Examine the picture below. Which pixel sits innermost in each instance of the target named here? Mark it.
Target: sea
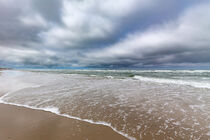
(138, 104)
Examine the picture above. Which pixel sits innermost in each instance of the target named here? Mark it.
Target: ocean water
(149, 104)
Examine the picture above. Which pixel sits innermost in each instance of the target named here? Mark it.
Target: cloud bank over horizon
(104, 34)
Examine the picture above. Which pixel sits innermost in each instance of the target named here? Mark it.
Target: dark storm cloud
(98, 33)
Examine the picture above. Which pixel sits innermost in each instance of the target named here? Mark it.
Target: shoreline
(20, 123)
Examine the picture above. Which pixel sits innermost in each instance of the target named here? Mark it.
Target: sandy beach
(19, 123)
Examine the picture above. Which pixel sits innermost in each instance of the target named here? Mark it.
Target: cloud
(98, 33)
(180, 41)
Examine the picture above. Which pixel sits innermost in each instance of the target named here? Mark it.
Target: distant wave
(173, 81)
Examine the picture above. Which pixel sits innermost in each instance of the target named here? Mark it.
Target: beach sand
(19, 123)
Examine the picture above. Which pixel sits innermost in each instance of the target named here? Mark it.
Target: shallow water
(139, 104)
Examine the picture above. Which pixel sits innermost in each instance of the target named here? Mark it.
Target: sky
(105, 33)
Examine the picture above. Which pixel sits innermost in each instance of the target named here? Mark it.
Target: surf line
(56, 111)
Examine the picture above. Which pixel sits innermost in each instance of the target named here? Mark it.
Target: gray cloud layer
(97, 33)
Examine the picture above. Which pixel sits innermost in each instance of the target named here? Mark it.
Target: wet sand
(19, 123)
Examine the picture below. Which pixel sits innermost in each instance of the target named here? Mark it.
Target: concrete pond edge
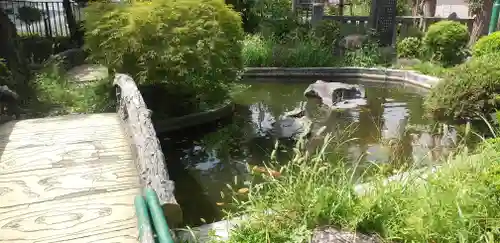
(222, 228)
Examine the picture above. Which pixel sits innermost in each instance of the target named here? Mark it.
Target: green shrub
(5, 74)
(453, 204)
(446, 41)
(410, 47)
(470, 90)
(487, 44)
(37, 48)
(193, 44)
(327, 32)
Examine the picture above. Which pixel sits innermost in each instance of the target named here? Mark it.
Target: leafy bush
(277, 19)
(327, 32)
(410, 47)
(166, 40)
(369, 55)
(60, 95)
(190, 44)
(37, 48)
(487, 44)
(447, 41)
(312, 191)
(29, 15)
(469, 90)
(5, 75)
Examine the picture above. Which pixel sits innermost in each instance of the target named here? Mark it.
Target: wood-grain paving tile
(67, 179)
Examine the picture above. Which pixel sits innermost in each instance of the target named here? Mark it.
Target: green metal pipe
(159, 221)
(144, 225)
(494, 17)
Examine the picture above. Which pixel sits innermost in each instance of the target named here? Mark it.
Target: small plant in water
(457, 203)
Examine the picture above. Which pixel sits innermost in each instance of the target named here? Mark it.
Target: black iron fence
(43, 18)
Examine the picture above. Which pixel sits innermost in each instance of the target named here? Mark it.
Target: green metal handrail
(494, 17)
(148, 209)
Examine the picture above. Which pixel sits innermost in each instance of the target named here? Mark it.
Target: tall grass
(458, 203)
(302, 52)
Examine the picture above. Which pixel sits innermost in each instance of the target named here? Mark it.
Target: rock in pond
(336, 95)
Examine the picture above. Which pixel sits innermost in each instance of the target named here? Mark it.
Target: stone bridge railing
(146, 149)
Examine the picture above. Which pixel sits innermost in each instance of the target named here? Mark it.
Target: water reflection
(388, 129)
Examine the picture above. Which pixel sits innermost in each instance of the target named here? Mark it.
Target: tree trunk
(11, 52)
(482, 17)
(70, 20)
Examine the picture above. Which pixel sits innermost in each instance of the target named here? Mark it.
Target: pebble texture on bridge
(67, 179)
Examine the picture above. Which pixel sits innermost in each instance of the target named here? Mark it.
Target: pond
(204, 159)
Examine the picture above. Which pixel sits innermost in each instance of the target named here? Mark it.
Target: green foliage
(327, 32)
(451, 204)
(5, 74)
(409, 47)
(431, 69)
(37, 48)
(447, 41)
(262, 52)
(192, 45)
(469, 90)
(367, 56)
(60, 95)
(166, 40)
(276, 18)
(487, 44)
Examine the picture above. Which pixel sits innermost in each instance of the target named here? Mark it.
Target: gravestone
(383, 20)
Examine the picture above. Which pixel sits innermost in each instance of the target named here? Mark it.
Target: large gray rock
(336, 95)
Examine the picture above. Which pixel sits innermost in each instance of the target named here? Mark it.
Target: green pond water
(204, 159)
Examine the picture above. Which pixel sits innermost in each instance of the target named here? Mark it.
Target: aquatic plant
(459, 202)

──────────

_ACTIVITY_: What is needed is an exact copy of every entry, with the pictures removed.

_EXERCISE RESULT_:
Examine the picture below. Which pixel sits innermost in each instance of the target named here? Mark it.
Target: sea
(138, 104)
Examine the picture above. Which pixel sits innermost in each instance of the target named here? Mark it.
Target: ocean water
(149, 104)
Examine the picture above. Which pixel sits innermost in each instance of the target named here? Mark it.
Target: cloud bank over horizon
(104, 34)
Examine the picture above. Which pixel sits innermost in each instance of the target named here? Mark it.
Target: dark storm cloud
(98, 33)
Examine the picture above. Which pixel sits innermost in each instance of the target named here? Mark it.
Target: shoreline
(20, 123)
Examine the picture above. Which pixel sits innermost in each instance of the target named here? Mark it.
Target: sandy beach
(19, 123)
Examine the picture above. Which pixel sits innermost in each instance of the target named here? Mark it.
Target: cloud
(98, 33)
(180, 41)
Examine the picture above. Which pixel sits innermost in each instance of the target named here? Mark it.
Target: distant wave
(173, 81)
Examine the picture above. Which pixel sits innermost in each instance of the target named here? Mark it.
Target: beach sand
(19, 123)
Examine the picture above. Which pixel sits innermost in each instance of the target named here? Mark it.
Target: shallow water
(139, 104)
Examine the picture above. Which pixel sits innermost in each instance of the target named here? Mark it.
Target: sky
(105, 33)
Examine the picture above. Which pixel sits innermost in each instance of the target named here? Mark it.
Target: surf line
(56, 111)
Examine the picture above. Which pixel sits innermost in each instance of the target named here? Mark it.
Target: gray cloud layer
(97, 33)
Examine the picture above. Which pixel sits innermost in each instance of the target named here? Mark it.
Target: wet sand
(19, 123)
Examine the picture below. Which pixel sits innermost in each instance of the target named here? Mark it.
Target: concrete pond edge
(222, 228)
Examine the picture above. Which pixel sits innermost in each instance of the target named here? Mark it.
Target: green shrub
(5, 74)
(453, 204)
(446, 41)
(410, 47)
(470, 90)
(487, 44)
(37, 48)
(193, 44)
(327, 32)
Examine the picture above. Which pixel sits innermost in each instance of the target named here? Mark it.
Target: leafy bush
(277, 19)
(327, 32)
(410, 47)
(166, 40)
(369, 55)
(60, 95)
(190, 44)
(37, 48)
(487, 44)
(447, 41)
(312, 191)
(29, 15)
(469, 90)
(5, 75)
Examine the picture above. Which pixel sits innermost in each instance of the target named here? Mark it.
Target: wood-grain paving tile
(67, 179)
Examine the picture above. Which pixel sits innermost in each instance of the target named here? Mark it.
Target: green metal pipe
(159, 221)
(144, 225)
(494, 17)
Examine the picture above. Which pixel sits innermost in each instance of the target named here? Mark it.
Target: small plant in water
(457, 203)
Examine the picture above. Which pixel sits innermost in each instance of the target named here? Mark it.
Target: black iron fence
(43, 18)
Examine the picture above. Which pixel sits innermost in each instance of the target named here? Mark it.
Target: green metal handrail
(494, 17)
(148, 209)
Examine the picture above. Which pixel sits innermost in each instance of the target named here? Mark it.
Target: tall grass
(458, 203)
(302, 52)
Examine the picture above. Which pixel sits innermost in each instance of the target named here? Mark it.
Target: rock in pond
(336, 95)
Examine the picture above. Which pixel sits innermost in each instance of the target named here? Mark it.
Target: stone bridge railing
(146, 149)
Examine the picture above. Which pixel sits innermost in each instance of the target named here? Mark it.
Target: water reflection
(388, 129)
Examine the picture above. Which pixel sits innermost in each instance of the target named here? Mark it.
Target: tree trunk
(11, 52)
(482, 17)
(70, 20)
Examine the picture above. Which pixel sits innermost in each instance of the target named here? Mark it.
Target: pebble texture on bridge
(67, 179)
Examine the picture above. Which pixel sits innermost in each instance of the target named here? Mark it.
Target: pond
(204, 159)
Examine the picture above. Which pixel sits innermost in each instance of the target named here? Mark it.
Target: green foliage
(327, 32)
(451, 204)
(5, 74)
(409, 47)
(431, 69)
(37, 48)
(447, 41)
(262, 52)
(192, 45)
(469, 90)
(367, 56)
(60, 95)
(166, 40)
(276, 18)
(487, 44)
Examine the picture above. Which pixel sits innermost in each instance of the target named here? Mark it.
Target: gravestone
(383, 20)
Examine the picture above. Which pixel sits innermost in each instance of the target named here? Mark it.
Target: large gray rock
(336, 95)
Examine the picture above. Which pixel sits innermost in each instance of the target named here? Mark it.
Target: green pond water
(204, 159)
Examine the picture above. Which pixel sits innermost in each instance of the target named here? Mark it.
Target: aquatic plant
(459, 202)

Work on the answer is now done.